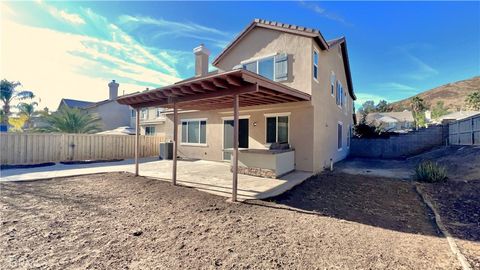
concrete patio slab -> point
(207, 176)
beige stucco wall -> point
(300, 131)
(261, 42)
(327, 113)
(313, 125)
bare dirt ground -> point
(114, 221)
(459, 207)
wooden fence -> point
(35, 148)
(465, 131)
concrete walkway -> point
(207, 176)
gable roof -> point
(283, 27)
(74, 103)
(296, 30)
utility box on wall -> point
(166, 150)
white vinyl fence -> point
(35, 148)
(465, 131)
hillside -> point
(453, 95)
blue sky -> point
(73, 49)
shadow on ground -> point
(375, 201)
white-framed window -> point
(159, 112)
(315, 65)
(277, 128)
(149, 130)
(144, 113)
(194, 131)
(349, 135)
(339, 136)
(332, 84)
(339, 95)
(273, 67)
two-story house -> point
(152, 120)
(290, 88)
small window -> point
(159, 112)
(144, 114)
(194, 131)
(265, 68)
(149, 130)
(339, 136)
(277, 129)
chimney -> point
(201, 60)
(113, 90)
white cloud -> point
(362, 97)
(63, 15)
(56, 65)
(165, 28)
(324, 13)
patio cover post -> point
(235, 148)
(175, 139)
(137, 138)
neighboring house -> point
(292, 86)
(112, 114)
(152, 120)
(392, 121)
(456, 116)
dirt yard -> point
(459, 207)
(114, 221)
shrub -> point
(431, 172)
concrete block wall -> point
(401, 145)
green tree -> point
(8, 94)
(71, 120)
(418, 108)
(28, 111)
(439, 110)
(473, 100)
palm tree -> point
(8, 94)
(28, 111)
(71, 120)
(473, 100)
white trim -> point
(341, 148)
(199, 120)
(240, 117)
(227, 118)
(313, 63)
(257, 58)
(277, 114)
(332, 75)
(193, 119)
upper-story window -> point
(339, 94)
(315, 65)
(159, 112)
(144, 113)
(271, 67)
(332, 84)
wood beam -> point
(220, 83)
(235, 148)
(137, 139)
(208, 85)
(175, 143)
(233, 80)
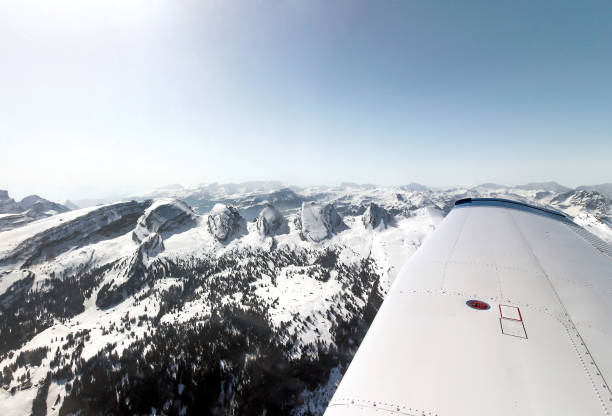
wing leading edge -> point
(535, 340)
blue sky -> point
(100, 97)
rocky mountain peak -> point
(318, 221)
(164, 215)
(269, 220)
(223, 221)
(375, 216)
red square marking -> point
(510, 312)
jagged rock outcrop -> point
(317, 221)
(164, 215)
(38, 204)
(31, 208)
(592, 201)
(223, 221)
(269, 220)
(375, 217)
(8, 204)
(135, 273)
(101, 223)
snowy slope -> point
(266, 294)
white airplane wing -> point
(505, 310)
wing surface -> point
(542, 347)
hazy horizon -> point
(116, 97)
(126, 193)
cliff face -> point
(95, 225)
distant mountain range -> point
(218, 299)
(31, 208)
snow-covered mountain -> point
(218, 299)
(31, 208)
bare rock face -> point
(41, 205)
(8, 204)
(223, 221)
(269, 220)
(317, 221)
(375, 217)
(101, 223)
(162, 216)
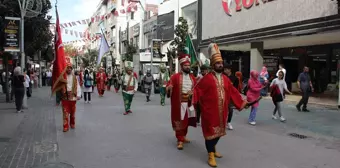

== ABOUT THIS EXERCISE ==
Produce the entries above once more, exactly as given, with each picture left out.

== REPLY TO THE TASK ==
concrete patio slab -> point
(207, 176)
beige stucco wall -> point
(300, 131)
(261, 42)
(327, 113)
(313, 125)
bare dirt ground -> point
(114, 221)
(459, 207)
wooden fence -> point
(35, 148)
(465, 131)
concrete walkway -> point
(207, 176)
gable roof -> point
(283, 27)
(74, 103)
(296, 30)
utility box on wall -> point
(166, 150)
white vinyl fence -> point
(35, 148)
(465, 131)
hillside -> point
(453, 95)
blue sky -> point
(73, 49)
shadow on ground -> point
(375, 201)
white-framed window -> point
(159, 112)
(315, 65)
(277, 128)
(149, 130)
(144, 113)
(194, 131)
(349, 135)
(339, 136)
(332, 84)
(339, 95)
(273, 67)
two-story house -> point
(152, 120)
(290, 88)
small window -> point
(159, 112)
(144, 114)
(194, 131)
(265, 68)
(149, 130)
(339, 136)
(277, 129)
chimney -> point
(201, 60)
(113, 90)
white cloud -> point
(362, 97)
(63, 15)
(56, 65)
(165, 28)
(324, 13)
patio cover post -> point
(235, 148)
(175, 139)
(137, 138)
neighboring house -> point
(292, 86)
(112, 114)
(152, 120)
(392, 121)
(456, 116)
dirt yard -> point
(459, 207)
(114, 221)
shrub -> point
(431, 172)
concrete block wall -> point
(401, 145)
green tree -> point
(8, 94)
(71, 120)
(418, 108)
(28, 111)
(439, 110)
(473, 100)
palm tree -> point
(8, 94)
(28, 111)
(71, 120)
(473, 100)
white trim -> point
(341, 148)
(199, 120)
(240, 117)
(227, 118)
(313, 63)
(257, 58)
(277, 114)
(332, 75)
(193, 119)
upper-story window -> point
(339, 94)
(315, 65)
(159, 112)
(144, 113)
(271, 67)
(332, 84)
wood beam -> point
(220, 83)
(235, 148)
(137, 139)
(208, 85)
(175, 143)
(233, 80)
wing leading edge -> point
(535, 340)
blue sky -> point
(100, 97)
rocky mountain peak -> point
(318, 221)
(164, 215)
(269, 220)
(223, 221)
(375, 216)
red square marking -> point
(510, 312)
jagged rock outcrop -> point
(317, 221)
(164, 215)
(38, 204)
(31, 208)
(592, 201)
(223, 221)
(269, 220)
(375, 217)
(8, 204)
(135, 273)
(101, 223)
snowy slope -> point
(266, 294)
white airplane wing -> point
(505, 310)
wing surface -> point
(542, 347)
hazy horizon -> point
(116, 97)
(126, 193)
cliff face -> point
(95, 225)
distant mountain range -> point
(218, 299)
(31, 208)
snow-covered mountain -> point
(218, 299)
(31, 208)
bare rock face -> point
(41, 205)
(8, 204)
(223, 221)
(269, 220)
(317, 221)
(375, 217)
(101, 223)
(162, 216)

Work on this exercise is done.